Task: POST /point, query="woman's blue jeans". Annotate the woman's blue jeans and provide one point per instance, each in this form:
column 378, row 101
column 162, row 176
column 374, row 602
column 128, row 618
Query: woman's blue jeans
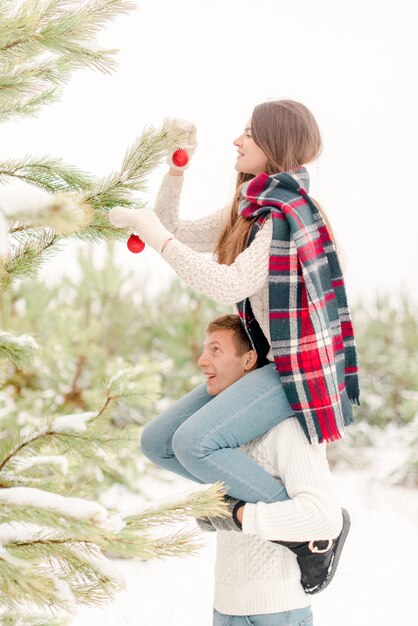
column 297, row 617
column 199, row 435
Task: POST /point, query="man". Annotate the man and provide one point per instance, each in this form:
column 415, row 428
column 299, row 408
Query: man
column 264, row 572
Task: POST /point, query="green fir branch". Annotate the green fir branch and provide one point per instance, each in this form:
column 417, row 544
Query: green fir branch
column 24, row 584
column 50, row 174
column 15, row 107
column 19, row 350
column 197, row 505
column 42, row 44
column 145, row 154
column 23, row 618
column 69, row 560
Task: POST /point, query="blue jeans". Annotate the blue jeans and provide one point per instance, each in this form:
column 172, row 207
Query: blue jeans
column 199, row 435
column 297, row 617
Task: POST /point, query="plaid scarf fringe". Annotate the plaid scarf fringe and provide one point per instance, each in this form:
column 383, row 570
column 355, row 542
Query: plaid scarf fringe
column 312, row 335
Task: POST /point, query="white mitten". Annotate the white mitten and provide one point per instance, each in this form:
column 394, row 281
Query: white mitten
column 187, row 141
column 144, row 222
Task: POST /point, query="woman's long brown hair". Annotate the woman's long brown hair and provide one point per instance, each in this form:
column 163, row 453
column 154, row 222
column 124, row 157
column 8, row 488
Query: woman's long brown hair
column 289, row 136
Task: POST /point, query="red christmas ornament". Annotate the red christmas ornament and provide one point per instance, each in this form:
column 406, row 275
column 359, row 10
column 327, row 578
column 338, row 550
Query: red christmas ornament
column 180, row 157
column 135, row 244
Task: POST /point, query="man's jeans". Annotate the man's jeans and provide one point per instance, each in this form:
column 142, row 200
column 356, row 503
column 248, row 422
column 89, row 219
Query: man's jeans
column 197, row 437
column 297, row 617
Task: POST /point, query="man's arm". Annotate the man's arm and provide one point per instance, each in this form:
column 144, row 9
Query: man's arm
column 313, row 510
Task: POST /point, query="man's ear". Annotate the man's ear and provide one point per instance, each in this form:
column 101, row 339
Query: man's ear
column 250, row 360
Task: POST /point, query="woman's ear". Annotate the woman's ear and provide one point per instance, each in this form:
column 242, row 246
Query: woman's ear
column 250, row 360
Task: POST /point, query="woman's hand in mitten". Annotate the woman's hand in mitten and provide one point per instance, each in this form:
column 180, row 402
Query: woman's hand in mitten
column 144, row 222
column 186, row 141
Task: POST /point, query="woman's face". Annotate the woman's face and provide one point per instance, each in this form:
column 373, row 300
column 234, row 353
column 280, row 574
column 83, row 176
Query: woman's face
column 251, row 159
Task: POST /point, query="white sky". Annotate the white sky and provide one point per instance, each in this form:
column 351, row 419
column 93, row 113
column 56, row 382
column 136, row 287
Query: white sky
column 353, row 62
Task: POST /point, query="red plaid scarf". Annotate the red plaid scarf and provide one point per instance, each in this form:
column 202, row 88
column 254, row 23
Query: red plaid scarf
column 310, row 325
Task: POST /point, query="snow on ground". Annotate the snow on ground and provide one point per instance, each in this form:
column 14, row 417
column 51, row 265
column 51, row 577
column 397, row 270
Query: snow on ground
column 375, row 584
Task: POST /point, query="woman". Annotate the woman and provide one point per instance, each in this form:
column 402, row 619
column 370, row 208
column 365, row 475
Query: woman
column 275, row 259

______

Convert the data above into a Markdown table with the columns Line and Text, one row per line with its line number in Line and the line in Text, leaving out blank lines and pictures.

• **Response**
| Line | Text |
|---|---|
| 1 | Task: POST /point, query="woman's blue jeans". Annotate the woman's blue jeans and provide one point per instance, each in this form: |
| 2 | column 378, row 101 |
| 3 | column 162, row 176 |
| 4 | column 374, row 602 |
| 5 | column 128, row 618 |
| 6 | Query: woman's blue jeans |
| 7 | column 297, row 617 |
| 8 | column 199, row 435 |
| 9 | Task: POST /point, query="man". Annotate the man and provide one point per instance, each in this form: |
| 10 | column 415, row 428 |
| 11 | column 299, row 408 |
| 12 | Query: man |
| 13 | column 264, row 572 |
| 14 | Task: POST /point, query="green fir branch". Annotate the green fir branch and provide one point per instance, each in this form: |
| 15 | column 417, row 544 |
| 16 | Query: green fir branch |
| 17 | column 24, row 584 |
| 18 | column 50, row 174 |
| 19 | column 15, row 107 |
| 20 | column 19, row 350 |
| 21 | column 197, row 505 |
| 22 | column 42, row 44 |
| 23 | column 145, row 154 |
| 24 | column 23, row 618 |
| 25 | column 69, row 560 |
| 26 | Task: POST /point, query="blue jeans". Annotate the blue jeans and provide one point per instance, each in this form: |
| 27 | column 172, row 207 |
| 28 | Query: blue jeans |
| 29 | column 199, row 435 |
| 30 | column 297, row 617 |
| 31 | Task: POST /point, query="plaid scarf fringe". Annotate the plaid scarf fringe and provide one point per instance, each in this form: |
| 32 | column 383, row 570 |
| 33 | column 355, row 542 |
| 34 | Query: plaid scarf fringe |
| 35 | column 312, row 335 |
| 36 | Task: POST /point, query="white mitten". Annotate the white mitten and provide one point per instance, each in this form: |
| 37 | column 394, row 281 |
| 38 | Query: white mitten |
| 39 | column 187, row 141 |
| 40 | column 144, row 222 |
| 41 | Task: POST /point, query="woman's long brown hair". Annotate the woman's long brown hair and provide one point per instance, each in this form: |
| 42 | column 163, row 453 |
| 43 | column 154, row 222 |
| 44 | column 124, row 157 |
| 45 | column 8, row 488 |
| 46 | Query: woman's long brown hair |
| 47 | column 289, row 136 |
| 48 | Task: POST /point, query="red christmas ornament". Annotate the red christmas ornament and provide one point per instance, each in this form: |
| 49 | column 406, row 275 |
| 50 | column 359, row 10 |
| 51 | column 327, row 578 |
| 52 | column 338, row 550 |
| 53 | Query: red christmas ornament |
| 54 | column 180, row 157 |
| 55 | column 135, row 244 |
| 56 | Task: POST /point, query="man's jeans". Annotate the man's jeans and provide one point per instance, each in this form: |
| 57 | column 142, row 200 |
| 58 | column 356, row 503 |
| 59 | column 248, row 422 |
| 60 | column 89, row 219 |
| 61 | Query: man's jeans |
| 62 | column 197, row 437 |
| 63 | column 297, row 617 |
| 64 | Task: POST /point, query="man's arm". Annotate the man's arm and provide one point per instance, each in this form: |
| 65 | column 144, row 9 |
| 66 | Query: man's arm |
| 67 | column 313, row 510 |
| 68 | Task: POST /point, query="man's ear". Annotate the man's ear and provide one point per instance, each in this form: |
| 69 | column 101, row 339 |
| 70 | Query: man's ear |
| 71 | column 250, row 360 |
| 72 | Task: POST /point, query="woman's ear". Annotate the woman's ear and provide one point per instance, each in this form: |
| 73 | column 242, row 246 |
| 74 | Query: woman's ear |
| 75 | column 250, row 360 |
| 76 | Task: POST /point, query="woman's hand in mitten". Annotate the woman's hand in mitten and provide one point per instance, each in this form: |
| 77 | column 180, row 402 |
| 78 | Query: woman's hand in mitten |
| 79 | column 144, row 222 |
| 80 | column 186, row 141 |
| 81 | Task: POST /point, query="woman's face". Annotate the woman's face and provide one point per instance, each in this form: |
| 82 | column 373, row 300 |
| 83 | column 234, row 353 |
| 84 | column 280, row 574 |
| 85 | column 83, row 176 |
| 86 | Query: woman's face |
| 87 | column 251, row 159 |
| 88 | Task: POST /point, query="white sky". Annotate the white sky and provide one point per instance, each in this form: |
| 89 | column 351, row 419 |
| 90 | column 93, row 113 |
| 91 | column 56, row 382 |
| 92 | column 136, row 287 |
| 93 | Query: white sky |
| 94 | column 353, row 62 |
| 95 | Task: POST /point, query="red plaid scarf". Annotate the red plaid scarf and provide one point per instance, each in this form: |
| 96 | column 202, row 88 |
| 97 | column 254, row 23 |
| 98 | Query: red plaid scarf |
| 99 | column 310, row 325 |
| 100 | Task: POST /point, query="snow on ground". Annotate the snow on ground and provide one point per instance, each in this form: |
| 101 | column 14, row 417 |
| 102 | column 51, row 265 |
| 103 | column 51, row 577 |
| 104 | column 397, row 270 |
| 105 | Query: snow on ground |
| 106 | column 375, row 584 |
| 107 | Task: POST /point, query="woman". Annotate the woman and provide one point per instance, each in this form: |
| 108 | column 402, row 619 |
| 109 | column 370, row 208 |
| 110 | column 365, row 475 |
| 111 | Query: woman |
| 112 | column 275, row 259 |